--- START OF Article ---

For Developers Working With Unreal Engine

The Sadness of the Ignored Null Pointer

by

You can view and download the code for this post from our Github Pull Request: https://github.com/EpicGames/UnrealEngine/pull/3728

Take a look at the following function (as always, I looked at this one due to it showing up in performance tests on our project)… see if you can see anything suspicious?

FORCEINLINE bool IsPendingKill() const
{
  return GUObjectArray.IndexToObject(InternalIndex)->IsPendingKill();
}

Now take a look at IndexToObject(), used in the above:-

FORCEINLINE FUObjectItem* IndexToObject(int32 Index)
{
  check(Index >= 0);
  if (Index < ObjObjects.Num())
  {
    return const_cast<FUObjectItem*>(&ObjObjects[Index]);
  }
  return nullptr;
}

Seen anything yet..? There’s something here which, assuming the code above isn’t wasting precious CPU cycles, isn’t quite right.

Yep, if Index is too large, we’re going to be returning nullptr. And IsPendingKill() isn’t picking that up, it’s jumping straight into FUObjectItem::IsPendingKill()… which would give an access violation. Here’s the assembly just to show that:-

0x1413738e6	movsxd rax, dword ptr [rbx+0xc]
0x1413738ea	cmp eax, dword ptr [rip+0x19c2334]
0x1413738f0	jnl 0x1413738ff
0x1413738f2	shl rax, 0x4
0x1413738f6	add rax, qword ptr [rip+0x19c231b]
0x1413738fd	jmp 0x141373901
0x1413738ff	xor eax, eax
0x141373901	mov eax, dword ptr [rax+0x8]
0x141373904	shr eax, 0x1d
0x141373907	test al, 0x1

A quick explanation of this:-

  • Lines 1-3 are dealing with  “if (Index < ObjObjects.Num())”, jumping through to line 7 if Index is too large (jnl is “jump if not less”)
  • Lines 4-5 work out the FUobjectItem pointer
  • Lines 6 jumps over line 7 to line 8
  • Line 7 sets eax to zero (xor’ing a register with itself is a short/fast way of doing that)

--- END OF Article ---
--- START OF Record set ---

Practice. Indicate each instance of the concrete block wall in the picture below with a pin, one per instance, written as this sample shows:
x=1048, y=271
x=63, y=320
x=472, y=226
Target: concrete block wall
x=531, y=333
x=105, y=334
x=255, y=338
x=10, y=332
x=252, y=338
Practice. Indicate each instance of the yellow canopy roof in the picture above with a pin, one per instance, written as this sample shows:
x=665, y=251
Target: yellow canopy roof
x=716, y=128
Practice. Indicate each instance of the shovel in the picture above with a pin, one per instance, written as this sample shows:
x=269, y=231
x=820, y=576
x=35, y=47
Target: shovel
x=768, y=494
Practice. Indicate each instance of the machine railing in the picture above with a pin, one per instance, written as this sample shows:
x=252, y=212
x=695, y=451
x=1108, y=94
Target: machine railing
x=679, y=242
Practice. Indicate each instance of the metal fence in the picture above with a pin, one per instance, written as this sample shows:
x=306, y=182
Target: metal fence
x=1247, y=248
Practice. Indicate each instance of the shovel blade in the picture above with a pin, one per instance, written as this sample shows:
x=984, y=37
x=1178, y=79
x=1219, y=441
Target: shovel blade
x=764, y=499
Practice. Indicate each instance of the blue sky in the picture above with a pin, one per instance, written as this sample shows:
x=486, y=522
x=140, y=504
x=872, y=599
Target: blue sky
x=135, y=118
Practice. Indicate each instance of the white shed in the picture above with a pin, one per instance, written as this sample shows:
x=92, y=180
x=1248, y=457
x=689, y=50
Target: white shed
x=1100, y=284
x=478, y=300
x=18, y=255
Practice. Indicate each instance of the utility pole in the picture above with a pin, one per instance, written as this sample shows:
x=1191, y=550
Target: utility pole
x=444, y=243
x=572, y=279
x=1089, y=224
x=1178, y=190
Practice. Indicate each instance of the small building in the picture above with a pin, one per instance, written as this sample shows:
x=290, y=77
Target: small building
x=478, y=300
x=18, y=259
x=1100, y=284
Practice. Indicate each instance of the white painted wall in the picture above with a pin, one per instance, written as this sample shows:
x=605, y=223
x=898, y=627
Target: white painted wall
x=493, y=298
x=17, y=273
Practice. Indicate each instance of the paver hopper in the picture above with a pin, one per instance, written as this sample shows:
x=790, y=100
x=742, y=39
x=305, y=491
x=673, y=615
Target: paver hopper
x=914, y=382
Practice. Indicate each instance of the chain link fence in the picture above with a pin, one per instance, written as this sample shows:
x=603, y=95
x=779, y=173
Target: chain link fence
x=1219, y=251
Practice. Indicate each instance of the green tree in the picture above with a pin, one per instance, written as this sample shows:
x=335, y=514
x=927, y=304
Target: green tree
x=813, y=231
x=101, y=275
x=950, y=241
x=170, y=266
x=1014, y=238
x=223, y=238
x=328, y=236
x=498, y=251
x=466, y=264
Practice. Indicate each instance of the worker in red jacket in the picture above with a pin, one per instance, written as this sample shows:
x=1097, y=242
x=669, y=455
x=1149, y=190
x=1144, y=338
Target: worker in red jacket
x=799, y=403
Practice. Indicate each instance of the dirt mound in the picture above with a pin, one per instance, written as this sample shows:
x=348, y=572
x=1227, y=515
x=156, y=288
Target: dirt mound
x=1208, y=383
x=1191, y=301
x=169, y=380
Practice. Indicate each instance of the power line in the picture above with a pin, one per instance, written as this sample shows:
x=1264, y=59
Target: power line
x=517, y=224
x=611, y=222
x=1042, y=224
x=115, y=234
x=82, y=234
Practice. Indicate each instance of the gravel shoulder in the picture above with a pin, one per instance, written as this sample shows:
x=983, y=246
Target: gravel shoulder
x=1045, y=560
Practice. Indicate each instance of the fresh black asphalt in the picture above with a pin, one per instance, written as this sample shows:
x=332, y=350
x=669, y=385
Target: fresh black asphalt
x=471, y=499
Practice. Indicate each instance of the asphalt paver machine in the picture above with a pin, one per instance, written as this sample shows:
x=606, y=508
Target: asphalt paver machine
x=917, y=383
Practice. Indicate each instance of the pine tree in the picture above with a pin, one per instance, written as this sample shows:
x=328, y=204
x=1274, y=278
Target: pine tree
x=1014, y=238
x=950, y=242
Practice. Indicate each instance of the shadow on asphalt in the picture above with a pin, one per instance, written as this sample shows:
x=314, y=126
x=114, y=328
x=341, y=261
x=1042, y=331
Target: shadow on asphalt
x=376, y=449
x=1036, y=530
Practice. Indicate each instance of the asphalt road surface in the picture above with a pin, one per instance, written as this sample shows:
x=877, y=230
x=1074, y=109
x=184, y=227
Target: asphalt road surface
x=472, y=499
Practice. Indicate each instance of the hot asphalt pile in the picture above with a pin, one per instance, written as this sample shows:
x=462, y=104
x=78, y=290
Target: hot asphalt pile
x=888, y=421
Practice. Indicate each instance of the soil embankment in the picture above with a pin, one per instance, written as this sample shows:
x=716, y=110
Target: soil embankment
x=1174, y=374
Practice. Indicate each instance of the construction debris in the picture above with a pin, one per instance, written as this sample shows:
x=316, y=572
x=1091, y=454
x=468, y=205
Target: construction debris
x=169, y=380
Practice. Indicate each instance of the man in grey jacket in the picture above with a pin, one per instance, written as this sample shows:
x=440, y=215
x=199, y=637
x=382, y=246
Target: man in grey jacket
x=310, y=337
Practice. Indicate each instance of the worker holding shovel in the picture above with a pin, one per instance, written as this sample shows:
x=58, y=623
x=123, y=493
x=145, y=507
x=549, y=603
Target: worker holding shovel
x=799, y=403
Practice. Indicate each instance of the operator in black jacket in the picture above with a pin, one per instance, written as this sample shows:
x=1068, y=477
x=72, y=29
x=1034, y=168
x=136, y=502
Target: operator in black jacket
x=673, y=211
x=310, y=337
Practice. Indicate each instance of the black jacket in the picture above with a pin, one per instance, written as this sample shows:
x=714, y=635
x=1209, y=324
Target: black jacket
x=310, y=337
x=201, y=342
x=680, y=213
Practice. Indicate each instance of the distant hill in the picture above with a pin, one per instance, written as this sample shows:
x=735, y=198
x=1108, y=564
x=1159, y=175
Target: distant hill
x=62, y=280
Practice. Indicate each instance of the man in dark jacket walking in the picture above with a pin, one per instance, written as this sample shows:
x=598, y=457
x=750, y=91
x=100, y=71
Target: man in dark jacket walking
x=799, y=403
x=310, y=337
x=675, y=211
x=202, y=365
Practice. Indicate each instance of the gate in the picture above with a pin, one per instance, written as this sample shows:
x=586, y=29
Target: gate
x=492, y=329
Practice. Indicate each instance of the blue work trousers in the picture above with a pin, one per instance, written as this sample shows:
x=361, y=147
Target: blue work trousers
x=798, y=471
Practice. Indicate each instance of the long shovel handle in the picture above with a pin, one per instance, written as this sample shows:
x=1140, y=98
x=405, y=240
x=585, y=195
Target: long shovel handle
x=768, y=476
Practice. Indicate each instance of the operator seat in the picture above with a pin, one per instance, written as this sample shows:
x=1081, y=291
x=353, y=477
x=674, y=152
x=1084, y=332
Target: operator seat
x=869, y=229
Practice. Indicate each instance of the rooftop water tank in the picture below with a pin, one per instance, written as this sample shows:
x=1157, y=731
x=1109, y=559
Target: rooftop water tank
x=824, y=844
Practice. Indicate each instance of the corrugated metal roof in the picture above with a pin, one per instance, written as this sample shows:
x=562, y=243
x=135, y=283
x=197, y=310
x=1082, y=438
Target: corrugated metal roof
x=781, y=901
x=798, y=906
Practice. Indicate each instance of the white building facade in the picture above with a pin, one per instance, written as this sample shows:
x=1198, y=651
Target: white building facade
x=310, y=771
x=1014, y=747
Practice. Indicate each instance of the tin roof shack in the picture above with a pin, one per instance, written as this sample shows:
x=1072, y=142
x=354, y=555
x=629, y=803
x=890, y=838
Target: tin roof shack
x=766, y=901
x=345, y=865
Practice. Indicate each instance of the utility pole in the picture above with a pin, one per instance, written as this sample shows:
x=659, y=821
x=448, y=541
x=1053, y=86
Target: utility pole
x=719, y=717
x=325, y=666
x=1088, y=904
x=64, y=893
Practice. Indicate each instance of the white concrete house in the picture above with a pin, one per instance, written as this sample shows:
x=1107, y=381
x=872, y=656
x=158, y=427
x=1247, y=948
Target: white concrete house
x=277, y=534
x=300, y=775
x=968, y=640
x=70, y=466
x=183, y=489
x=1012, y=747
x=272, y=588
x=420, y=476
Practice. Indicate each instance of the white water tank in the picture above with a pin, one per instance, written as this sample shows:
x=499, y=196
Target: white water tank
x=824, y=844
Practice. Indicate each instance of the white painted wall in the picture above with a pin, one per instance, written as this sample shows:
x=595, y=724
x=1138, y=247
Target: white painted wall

--- END OF Record set ---

### To do
Translate this sentence from the null pointer article into Spanish: "Yep, if Index is too large, we're going to be returning nullptr."

### Correct response
Sí, si Index es demasiado grande, vamos a devolver nullptr.